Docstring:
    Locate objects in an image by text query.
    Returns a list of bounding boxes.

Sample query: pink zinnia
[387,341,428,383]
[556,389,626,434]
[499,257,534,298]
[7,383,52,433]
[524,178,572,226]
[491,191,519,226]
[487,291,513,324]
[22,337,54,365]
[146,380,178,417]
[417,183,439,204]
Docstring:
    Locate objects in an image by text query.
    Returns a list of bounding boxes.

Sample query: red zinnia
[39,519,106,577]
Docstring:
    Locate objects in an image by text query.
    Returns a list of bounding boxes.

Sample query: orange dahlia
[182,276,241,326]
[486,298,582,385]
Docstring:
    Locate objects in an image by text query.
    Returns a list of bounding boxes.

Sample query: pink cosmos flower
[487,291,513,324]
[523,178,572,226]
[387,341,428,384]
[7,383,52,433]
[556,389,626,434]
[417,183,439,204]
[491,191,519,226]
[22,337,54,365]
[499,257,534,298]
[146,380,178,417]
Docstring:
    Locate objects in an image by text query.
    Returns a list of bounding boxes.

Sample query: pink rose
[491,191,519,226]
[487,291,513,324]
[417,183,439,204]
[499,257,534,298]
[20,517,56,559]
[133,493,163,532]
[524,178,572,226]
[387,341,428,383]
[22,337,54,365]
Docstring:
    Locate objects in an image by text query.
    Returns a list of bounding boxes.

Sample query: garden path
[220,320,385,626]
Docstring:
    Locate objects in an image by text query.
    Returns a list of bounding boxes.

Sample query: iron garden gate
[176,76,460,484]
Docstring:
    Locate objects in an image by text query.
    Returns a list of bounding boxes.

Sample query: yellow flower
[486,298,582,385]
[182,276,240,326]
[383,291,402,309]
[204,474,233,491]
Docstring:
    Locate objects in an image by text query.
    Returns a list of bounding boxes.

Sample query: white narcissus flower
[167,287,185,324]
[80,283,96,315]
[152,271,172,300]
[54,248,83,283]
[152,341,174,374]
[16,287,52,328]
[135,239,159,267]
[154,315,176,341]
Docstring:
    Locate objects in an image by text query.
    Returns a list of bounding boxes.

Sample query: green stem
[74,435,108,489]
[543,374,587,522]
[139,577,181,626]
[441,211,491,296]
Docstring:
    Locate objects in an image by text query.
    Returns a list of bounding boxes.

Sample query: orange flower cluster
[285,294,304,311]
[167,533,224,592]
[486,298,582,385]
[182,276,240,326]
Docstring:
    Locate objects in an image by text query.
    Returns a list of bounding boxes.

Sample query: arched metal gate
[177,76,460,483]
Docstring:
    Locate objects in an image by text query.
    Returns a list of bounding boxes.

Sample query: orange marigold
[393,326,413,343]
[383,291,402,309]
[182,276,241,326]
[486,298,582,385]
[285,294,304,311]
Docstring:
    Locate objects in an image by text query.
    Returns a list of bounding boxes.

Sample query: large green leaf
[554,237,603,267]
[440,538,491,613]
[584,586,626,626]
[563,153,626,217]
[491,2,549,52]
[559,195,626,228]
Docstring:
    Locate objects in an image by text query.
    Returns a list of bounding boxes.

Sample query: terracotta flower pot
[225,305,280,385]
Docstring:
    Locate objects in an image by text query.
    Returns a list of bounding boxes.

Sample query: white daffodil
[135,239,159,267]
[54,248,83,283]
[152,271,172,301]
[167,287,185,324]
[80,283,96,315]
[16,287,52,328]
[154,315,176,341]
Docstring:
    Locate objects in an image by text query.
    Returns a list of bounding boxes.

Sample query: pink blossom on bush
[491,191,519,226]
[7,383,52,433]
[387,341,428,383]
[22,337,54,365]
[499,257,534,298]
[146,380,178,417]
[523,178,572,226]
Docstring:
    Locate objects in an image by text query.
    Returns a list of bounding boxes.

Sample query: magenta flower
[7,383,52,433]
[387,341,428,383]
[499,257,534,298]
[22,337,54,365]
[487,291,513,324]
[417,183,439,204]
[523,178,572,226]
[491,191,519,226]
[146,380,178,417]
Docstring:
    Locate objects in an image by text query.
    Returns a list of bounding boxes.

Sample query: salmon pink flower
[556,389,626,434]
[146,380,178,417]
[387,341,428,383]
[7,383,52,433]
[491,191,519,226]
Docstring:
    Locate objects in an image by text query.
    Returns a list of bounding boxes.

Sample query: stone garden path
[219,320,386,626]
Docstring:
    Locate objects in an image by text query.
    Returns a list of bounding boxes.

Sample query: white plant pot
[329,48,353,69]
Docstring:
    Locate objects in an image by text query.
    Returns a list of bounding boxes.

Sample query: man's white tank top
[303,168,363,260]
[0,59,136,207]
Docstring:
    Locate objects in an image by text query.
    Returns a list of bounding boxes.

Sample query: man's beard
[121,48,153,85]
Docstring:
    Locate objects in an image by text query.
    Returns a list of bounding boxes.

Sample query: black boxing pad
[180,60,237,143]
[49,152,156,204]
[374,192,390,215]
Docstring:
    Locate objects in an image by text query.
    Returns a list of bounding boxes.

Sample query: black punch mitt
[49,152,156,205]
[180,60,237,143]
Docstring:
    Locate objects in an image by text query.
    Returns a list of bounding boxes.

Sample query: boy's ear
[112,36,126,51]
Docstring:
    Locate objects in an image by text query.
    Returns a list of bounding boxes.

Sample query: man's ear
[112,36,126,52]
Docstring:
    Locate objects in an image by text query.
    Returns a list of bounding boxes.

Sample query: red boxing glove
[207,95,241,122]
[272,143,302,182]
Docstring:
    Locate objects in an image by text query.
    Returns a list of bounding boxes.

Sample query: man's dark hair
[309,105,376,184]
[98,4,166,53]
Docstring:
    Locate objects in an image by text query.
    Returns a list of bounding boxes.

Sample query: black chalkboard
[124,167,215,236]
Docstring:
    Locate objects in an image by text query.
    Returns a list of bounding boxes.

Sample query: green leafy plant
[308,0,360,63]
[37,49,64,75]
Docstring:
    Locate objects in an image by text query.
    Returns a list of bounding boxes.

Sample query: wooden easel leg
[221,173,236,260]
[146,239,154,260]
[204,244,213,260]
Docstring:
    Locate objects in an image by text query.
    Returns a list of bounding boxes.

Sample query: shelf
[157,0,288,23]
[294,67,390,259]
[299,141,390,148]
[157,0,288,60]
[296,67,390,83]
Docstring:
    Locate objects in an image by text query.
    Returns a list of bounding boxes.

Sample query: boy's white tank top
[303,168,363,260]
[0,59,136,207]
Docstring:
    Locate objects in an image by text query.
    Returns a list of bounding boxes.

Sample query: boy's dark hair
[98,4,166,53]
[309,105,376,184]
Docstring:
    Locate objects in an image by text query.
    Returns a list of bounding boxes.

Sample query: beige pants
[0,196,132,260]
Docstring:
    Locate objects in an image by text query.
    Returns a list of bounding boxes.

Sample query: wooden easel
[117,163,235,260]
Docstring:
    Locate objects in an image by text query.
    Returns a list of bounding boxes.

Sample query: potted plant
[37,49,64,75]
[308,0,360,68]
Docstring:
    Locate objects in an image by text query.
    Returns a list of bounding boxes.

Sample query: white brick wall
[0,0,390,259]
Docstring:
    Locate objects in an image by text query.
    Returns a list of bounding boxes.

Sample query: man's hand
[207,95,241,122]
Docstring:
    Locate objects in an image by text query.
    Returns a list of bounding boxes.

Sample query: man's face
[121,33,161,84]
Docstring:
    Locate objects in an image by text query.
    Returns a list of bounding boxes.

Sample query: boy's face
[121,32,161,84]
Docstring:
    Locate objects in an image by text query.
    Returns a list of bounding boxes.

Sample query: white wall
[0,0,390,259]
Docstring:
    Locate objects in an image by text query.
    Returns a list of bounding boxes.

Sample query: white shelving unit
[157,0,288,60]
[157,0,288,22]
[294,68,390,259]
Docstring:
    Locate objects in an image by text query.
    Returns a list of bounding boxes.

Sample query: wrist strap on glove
^^^^
• _Request_:
Write the entire listing out again, word for word.

• _Expected answer_:
Docstring:
    Locate objects in an image by text query.
    Returns a list of bounding boxes.

Sample query: pink zinnia
[387,341,428,383]
[556,389,626,434]
[499,257,534,298]
[7,383,52,433]
[524,178,572,226]
[491,191,519,226]
[487,291,513,324]
[22,337,54,365]
[146,380,178,417]
[417,183,439,204]
Docstring:
    Locate objects in an image by text query.
    Returns a list of bounding boxes.

Sample query: red zinnia
[39,519,106,577]
Docstring:
    Locate objects in an image by text query.
    Returns a list of bounding boxes.

Sample query: orange dahlia
[182,276,241,326]
[486,298,582,385]
Docstring:
    Locate objects in an image by text query.
    Returns a list of bounding boxes.

Sample query: pink cosmos flower
[487,291,513,324]
[523,178,572,226]
[387,341,428,384]
[7,383,52,433]
[556,389,626,434]
[417,183,439,204]
[491,191,519,226]
[22,337,54,365]
[499,257,534,298]
[146,380,178,417]
Docstring:
    Locate objects in an image by text query.
    Returns a list of bounding boxes.

Sample query: pink rose
[491,191,519,226]
[487,291,513,324]
[417,183,439,204]
[499,257,534,298]
[20,517,56,559]
[133,493,163,532]
[524,178,572,226]
[387,341,428,383]
[22,337,54,365]
Docstring:
    Locate objects in an image by text query.
    Returns a list of bounding boxes.

Sample query: garden path
[220,320,385,626]
Docstring:
    Locate objects in an image by text query.
    Returns a list of bounding boxes.

Sample query: iron garden gate
[176,76,460,484]
Docstring:
    Locate objects in an image by text query.
    Returns a list of bounding boxes.

Sample query: yellow flower
[486,298,582,385]
[182,276,240,326]
[383,291,402,309]
[204,474,233,491]
Docstring:
    Locate objects in an image by text query.
    Returns a list of bounding boxes.

Sample query: white narcissus flower
[167,287,185,324]
[80,283,96,315]
[152,271,172,300]
[54,248,83,283]
[152,341,174,374]
[16,287,52,328]
[135,239,159,267]
[154,315,176,341]
Docstring:
    Locate objects in an image by text query.
    Returns a list of bounding boxes.

Sample query: green stem
[74,435,108,489]
[543,374,587,522]
[139,577,181,626]
[441,211,491,296]
Docstring:
    Locate objects in an image by text query.
    Returns a list of bounding boxes.

Sample query: orange flower cluster
[285,294,304,311]
[167,533,224,592]
[486,298,582,385]
[182,276,240,326]
Docstring:
    Locate objects in an image by text query.
    Returns a list of bounding boxes.

Sample query: arched metal gate
[177,76,460,483]
Docstring:
    Locate objects in an image by text query.
    Returns a list of bounding boxes.

Sample query: orange marigold
[393,326,413,343]
[383,291,402,309]
[182,276,241,326]
[486,298,582,385]
[285,294,304,311]
Docstring:
    Locate objects in an image by text query.
    Returns a list of bounding boxes.

Sample query: large green leaf
[554,237,603,267]
[440,538,491,613]
[584,586,626,626]
[563,153,626,217]
[491,2,549,52]
[559,195,626,228]
Docstring:
    Locate objects in an image by text query.
    Returns a list of bounding boxes.

Sample query: terracotta flower pot
[225,305,280,385]
Docstring:
    Locate objects in an image by text query.
    Returns a list of bounding boxes.

Sample query: white daffodil
[135,239,159,267]
[54,248,83,283]
[152,271,172,301]
[167,287,185,324]
[80,283,96,315]
[16,287,52,328]
[154,315,176,341]
Docstring:
    Locate objects in an image by text query.
    Returns a list of bounding boxes.

Sample query: pink blossom on bush
[491,191,519,226]
[7,383,52,433]
[387,341,428,383]
[22,337,54,365]
[499,257,534,298]
[146,380,178,417]
[523,178,572,226]
Docstring:
    Locate objects in an image by text query.
    Returns a list of bounding boxes.

Sample query: magenta flower
[7,383,52,433]
[387,341,428,383]
[499,257,534,298]
[22,337,54,365]
[487,291,513,324]
[417,183,439,204]
[523,178,572,226]
[491,191,519,226]
[146,380,178,417]
Docstring:
    Locate objects in an image by text query.
    Returns a list of bounding boxes.

Sample query: salmon pink flower
[556,389,626,434]
[146,380,178,417]
[387,341,428,383]
[7,383,52,433]
[491,191,519,226]
Docstring:
    Locate objects in an image by text query.
    Returns a list of bounding boxes.

Sample query: stone garden path
[219,320,386,626]
Docstring:
    Locate objects in an image by text query.
    Returns a list of bounding boxes.

Sample query: white plant pot
[329,48,353,69]
Docstring:
    Locate objects in an image by text query.
    Returns a list of bounding boxes.

Sample query: man's white tank top
[303,168,363,260]
[0,59,136,207]
Docstring:
    Locate objects in an image by text query.
    Returns a list of bounding boxes.

Sample query: man's beard
[121,48,153,85]
Docstring:
    Locate objects in an image by text query.
    Returns a list of bounding boxes.

Sample query: black boxing pad
[180,60,237,143]
[49,152,156,204]
[374,192,390,215]
Docstring:
    Locate objects in an image by text query.
    Returns a list of bounding boxes.

Sample query: black punch mitt
[49,152,156,205]
[180,60,237,143]
Docstring:
    Locate objects in an image by text query.
    Returns a list of bounding boxes.

Sample query: boy's ear
[112,36,126,51]
Docstring:
    Locate objects in an image by text query.
    Returns a list of bounding boxes.

Sample query: man's ear
[112,36,126,52]
Docstring:
    Locate objects in an image by text query.
    Returns a list of bounding boxes.

Sample query: red boxing glove
[207,95,241,122]
[272,143,302,182]
Docstring:
    Locate objects in an image by text query.
    Returns a list of bounding boxes.

Sample query: man's dark hair
[309,105,376,184]
[98,4,166,53]
Docstring:
    Locate objects in an image by text query.
    Returns a list of bounding boxes.

Sample query: black chalkboard
[124,167,215,236]
Docstring:
    Locate objects in an image by text query.
    Returns a list of bounding boxes.

Sample query: green leafy plant
[308,0,360,63]
[37,49,64,75]
Docstring:
    Locate objects in an image by text query.
    Returns a list of bounding boxes.

Sample query: wooden easel leg
[221,173,236,260]
[146,239,154,260]
[204,244,213,260]
Docstring:
    Locate objects in an image by text query.
    Returns a list of bounding boxes.

Sample query: shelf
[157,0,288,23]
[294,67,390,259]
[299,141,390,148]
[157,0,288,60]
[296,67,390,83]
Docstring:
    Locate objects in an image by text query.
    Returns a list of bounding boxes.

Sample query: boy's white tank top
[303,168,363,260]
[0,59,136,207]
Docstring:
    Locate objects in an image by text query.
    Returns a list of bounding boxes.

Sample query: boy's dark hair
[98,4,166,53]
[309,105,376,184]
Docstring:
    Locate objects in an image by text query.
    Returns a list of bounding boxes.

Sample query: beige pants
[0,196,132,260]
Docstring:
    Locate objects in an image by text query.
    Returns a list of bounding boxes.

Sample query: wooden easel
[117,163,235,260]
Docstring:
    Locate objects in an image by text query.
    Returns a list of bounding boxes.

Sample query: potted plant
[37,49,64,75]
[308,0,360,68]
Docstring:
    Locate objects in an image by text query.
    Returns a list of bounding boxes.

Sample query: white brick wall
[0,0,390,259]
Docstring:
    Locate objects in an image by text query.
    Returns a list of bounding boxes.

Sample query: man's hand
[207,95,241,122]
Docstring:
    Locate objects in an image by text query.
    Returns a list of bounding boxes.

Sample query: man's face
[121,33,161,84]
Docstring:
    Locate objects in an image by text query.
    Returns a list of bounding boxes.

Sample query: boy's face
[121,32,161,84]
Docstring:
    Locate objects in an image by text query.
    Returns a list of bounding boxes.

Sample query: white wall
[0,0,390,259]
Docstring:
    Locate objects in an image by text query.
    Returns a list of bounding boxes.

Sample query: white shelving unit
[157,0,288,60]
[157,0,288,22]
[294,68,390,259]
Docstring:
    Locate objects in an image by text query.
    Returns a list of bounding boxes.

Sample query: wrist strap on glove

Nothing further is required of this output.